Problem requirements => Each entry below should be output exactly, apart from its images.

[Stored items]
________________________

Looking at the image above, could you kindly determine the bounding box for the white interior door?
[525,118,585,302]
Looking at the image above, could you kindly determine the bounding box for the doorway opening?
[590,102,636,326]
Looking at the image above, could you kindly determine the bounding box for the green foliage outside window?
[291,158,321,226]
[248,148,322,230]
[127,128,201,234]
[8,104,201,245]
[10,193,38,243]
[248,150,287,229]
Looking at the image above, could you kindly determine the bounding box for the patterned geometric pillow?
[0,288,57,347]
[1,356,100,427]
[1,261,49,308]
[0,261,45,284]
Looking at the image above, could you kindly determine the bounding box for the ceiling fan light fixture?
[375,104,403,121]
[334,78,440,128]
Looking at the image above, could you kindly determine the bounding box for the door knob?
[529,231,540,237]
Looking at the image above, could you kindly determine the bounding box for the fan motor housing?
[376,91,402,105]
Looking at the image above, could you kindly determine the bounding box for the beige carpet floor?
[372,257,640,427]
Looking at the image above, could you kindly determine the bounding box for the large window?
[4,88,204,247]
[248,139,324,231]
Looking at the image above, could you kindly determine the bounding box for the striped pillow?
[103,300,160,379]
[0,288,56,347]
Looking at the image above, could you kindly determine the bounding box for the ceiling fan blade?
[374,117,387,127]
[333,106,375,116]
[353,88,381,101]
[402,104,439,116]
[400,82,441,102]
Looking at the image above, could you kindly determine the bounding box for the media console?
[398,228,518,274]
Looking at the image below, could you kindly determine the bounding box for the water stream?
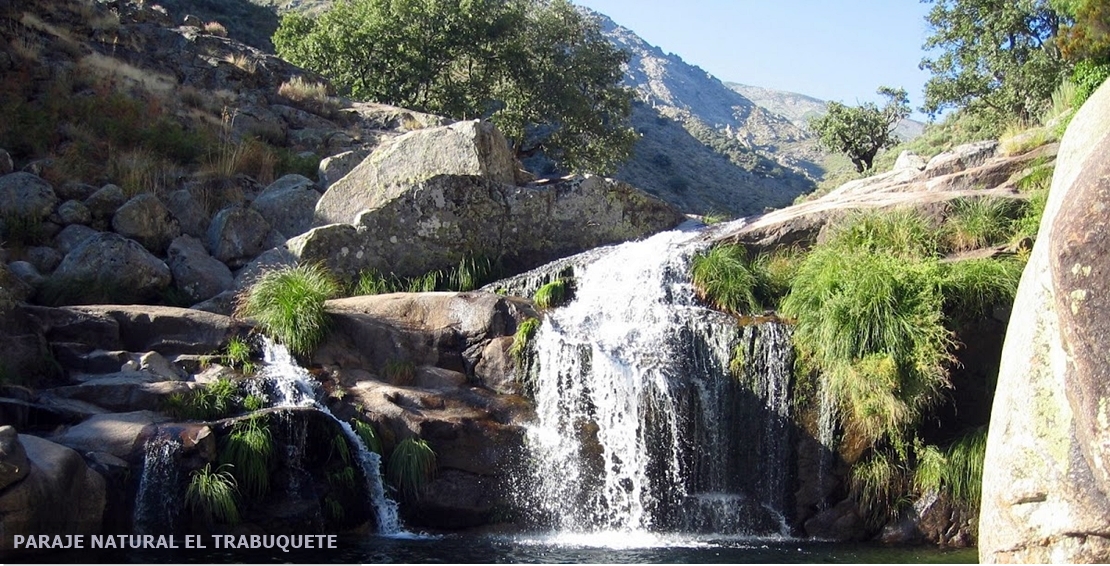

________________________

Worked solution =>
Looking at the image above, could you kindly determine the bounding box for the white interior door?
[525,118,585,302]
Looking at the image above, could you kindly determine the bounding box for the doorway opening?
[590,102,636,326]
Looking at the image above, could you kindly determine the bounding box for the green foliage outside window?
[291,158,321,226]
[248,148,322,230]
[127,128,201,234]
[8,104,201,245]
[10,193,38,243]
[248,150,287,229]
Looking at the image above, could you kindly determine the bounding box for the patterned geometric pillow?
[0,288,57,347]
[1,356,100,427]
[1,261,49,308]
[0,261,45,284]
Looking at the image above, could you kindly determine the bounding box for the ceiling fan light fixture?
[375,104,403,121]
[334,78,440,128]
Looking at the image above, could you kindly determine the bounding box for the door knob?
[529,231,540,237]
Looking at the image above, could you kindly determine the bounding box for the fan motor housing?
[376,91,402,105]
Looking at the image above, could you kindly determine the bounding box for the beige carpet floor?
[372,257,640,427]
Looking at the image above, could you kindly determine the bounding box for the large window?
[4,88,204,247]
[248,139,324,231]
Looking at the image above, could you kindly determine the bounding box for the striped pillow?
[103,300,160,379]
[0,288,56,347]
Looking at the image above, could you kindly determine the bounding box for the ceiling fan blade?
[374,117,387,127]
[333,106,375,116]
[353,88,381,101]
[402,104,439,116]
[400,82,441,102]
Looking at the image above, could you kindly determine the bounding box for the media console?
[398,228,518,274]
Looking at the image below, could you kindly determine the bounding box for the water stream?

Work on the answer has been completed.